= TAREFAS =
• A. No texto sobre a Rua do Benformoso, que palavras usam os autores para exprimir o que sentem em relação aos seus títulos? Indique-as tal como surgem no texto.
• B. Retome o texto sobre a Rua do Benformoso a partir da última frase apresentada.

= TEXTO APRESENTADO =
Avançar para o conteúdo principal

Temos e há teoria da conspiração: hoje Rua do Benformoso n° 3

 

Findamos com o presente texto, uma série de três dedicados à Rua do Benformoso e à zona que a circunda, o bairro da Mouraria. 
Independentemente da pertinência e validade do conteúdo de tudo o que escrevemos, o que mais nos enche de orgulho e contentamento e não queremos deixar de assinalar, é o quão inventivos fomos nos títulos deste trio de textos.

Com efeito, mesmo que tudo o resto que neles escrevemos pouco ou nada valha, o facto é que conseguimos com quase as mesmas exatas palavras compor três títulos diferentes, mas muito semelhantes. Por alguma razão, que nem nós próprios percebemos qual, tal deixa-nos imensamente contentes e satisfeitos.

Bem sabemos que quem nos lê, há de pensar ironicamente de si para consigo “mas que grande feito três títulos diferentes mas quase iguais, pff….”. No entanto, e mesmo que os leitores desdenhem da nossa imensa alegria, para nós o tríptico de títulos distintos, mas afins constitui uma enorme proeza literária, que mereceria ficar para a eternidade como uma das maiores façanhas deste blogue. 
Atentem bem nesta divina triologia de títulos e digam lá se não é uma coisa para nos sentirmos inchados:

Devidamente realçado o primeiro ponto relativo aos títulos, vamos então a um segundo. Em todos os três títulos referimos a existência de uma teoria da conspiração, todavia, em nenhum dos dois anteriores escritos dissemos seja o que for acerca disso, por consequência, a pergunta que se impõe é se o vamos fazer nesta terceira e última redação dedicada ao assunto, ou não.

Desfazemos desde já o suspense, dizendo claramente que não. Ou seja, que apesar de anunciarmos em três títulos diferentes uma teoria da conspiração, nada vamos dizer acerca de tal tema.

Bom, talvez digamos um pouco, pois para nós, o recente e imenso destaque dado pelas notícias e pelos políticos à Rua do Benformoso e ao bairro da Mouraria não é inocente, ou seja, existe um interesse escondido e obscuro em tudo isto, uma qualquer conspiração destinada a causar um efeito que por ora ninguém está a ver (e nós também não).

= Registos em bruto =

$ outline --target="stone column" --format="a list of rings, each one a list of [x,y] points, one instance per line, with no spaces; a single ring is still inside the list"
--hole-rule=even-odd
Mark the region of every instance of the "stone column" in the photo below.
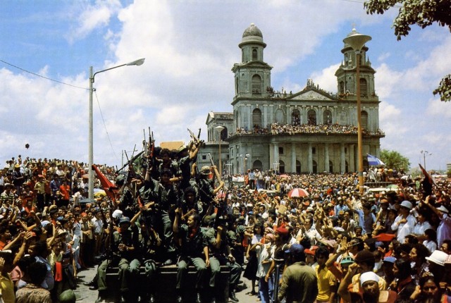
[[[355,154],[354,149],[355,149],[355,144],[350,144],[350,171],[356,171],[355,169]]]
[[[329,173],[329,144],[324,144],[324,171]]]
[[[346,170],[346,154],[345,154],[345,143],[340,144],[340,172],[345,173]]]
[[[275,163],[278,165],[279,163],[279,144],[277,143],[274,143],[274,161],[271,163],[273,168],[274,168]],[[276,167],[276,169],[278,171],[278,167]]]
[[[307,156],[307,167],[309,173],[313,173],[313,154],[311,154],[311,142],[309,142],[307,147],[309,155]]]
[[[291,172],[296,173],[296,144],[291,144]]]

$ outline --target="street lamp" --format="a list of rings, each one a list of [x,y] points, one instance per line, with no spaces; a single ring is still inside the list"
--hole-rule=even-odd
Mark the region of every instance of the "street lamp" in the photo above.
[[[222,154],[221,154],[221,132],[223,131],[224,128],[226,128],[221,125],[216,126],[216,128],[214,128],[214,129],[216,130],[216,131],[219,135],[219,173],[221,174],[221,175],[223,175],[223,166],[221,162],[221,159],[222,158]]]
[[[92,171],[92,164],[94,164],[94,152],[93,152],[93,125],[92,125],[92,94],[94,93],[94,88],[92,85],[94,84],[94,78],[98,73],[106,72],[106,70],[110,70],[114,68],[121,68],[122,66],[141,66],[144,63],[144,58],[142,58],[139,60],[136,60],[135,61],[122,64],[118,66],[114,66],[113,68],[106,68],[106,70],[99,70],[96,72],[95,73],[92,73],[92,66],[89,67],[89,134],[88,134],[88,162],[89,162],[89,190],[88,190],[88,197],[89,199],[94,198],[94,171]]]
[[[359,192],[360,194],[364,193],[364,158],[363,147],[362,142],[362,111],[360,106],[360,52],[365,43],[371,39],[371,37],[366,35],[358,33],[355,28],[352,32],[343,39],[343,42],[348,44],[356,55],[356,81],[357,94],[357,149],[359,156]]]
[[[423,154],[423,166],[424,166],[424,170],[426,171],[426,156],[432,156],[428,151],[421,151],[421,154]]]

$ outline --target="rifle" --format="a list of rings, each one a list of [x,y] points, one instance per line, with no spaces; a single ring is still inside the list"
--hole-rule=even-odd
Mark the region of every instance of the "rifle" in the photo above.
[[[118,170],[116,171],[116,173],[118,173],[118,172],[120,172],[121,171],[122,171],[123,169],[124,169],[124,168],[125,168],[125,166],[127,166],[128,165],[129,165],[130,163],[132,163],[133,162],[135,162],[135,160],[136,160],[137,159],[138,159],[138,157],[139,157],[140,156],[141,156],[143,153],[144,153],[144,151],[142,151],[142,152],[139,152],[136,156],[132,156],[132,159],[130,159],[130,160],[128,160],[128,159],[127,159],[127,162],[126,162],[126,163],[124,164],[124,166],[122,166],[120,169],[118,169]],[[125,154],[126,154],[126,153],[125,153]]]
[[[218,182],[221,183],[221,182],[223,182],[223,180],[221,178],[221,175],[219,174],[219,172],[218,171],[218,168],[216,168],[216,166],[214,165],[214,162],[213,161],[213,158],[211,157],[211,154],[210,153],[209,153],[209,156],[210,157],[210,162],[211,162],[211,166],[213,166],[213,168],[214,169],[214,174],[218,178]],[[227,190],[226,188],[226,190]]]
[[[226,192],[226,195],[224,196],[224,199],[222,202],[220,201],[219,204],[218,205],[218,211],[216,211],[216,217],[214,219],[214,229],[218,229],[219,226],[219,223],[221,223],[220,217],[222,216],[224,214],[227,214],[227,197],[228,197],[228,191]]]

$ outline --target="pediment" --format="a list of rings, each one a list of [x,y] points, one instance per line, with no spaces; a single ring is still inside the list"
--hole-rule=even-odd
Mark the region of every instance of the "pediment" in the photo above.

= RESULTADOS ESPERADOS =
• A.
- orgulho
- contentamento
- contentes
- satisfeitos
- alegria
- inchados

• B.
A verdade é que não conseguimos compreender, como é que uma zona que ao longo da história sempre foi um território esquecido por onde deambulava gente que vive com a alma à margem, como por exemplo mouros, fadistas, prostitutas, alguns artistas, bêbados, poetas e imigrantes, se tornou agora alvo de grande atenção mediática.

O que terá sucedido nos últimos tempos para a Mouraria passar a ocupar o centro do palco? Procurámos, pesquisámos, matutámos e não conseguimos vislumbrar diferença alguma do antes para o agora, que justifique tanto destaque.

Tudo o que por lá existe já existia há muitos e bons anos, e o que dantes por lá existia, em certos recantos ainda persiste, portanto qual é a novidade? 

De resto, quem vivia ou passava pela Mouraria não era propriamente uma gente ordeira, que fosse muito respeitadora da moral e dos bons costumes. Abaixo uma foto de uma farra numa tasca, acompanhada por fados e guitarradas e regada com pinga da pipa.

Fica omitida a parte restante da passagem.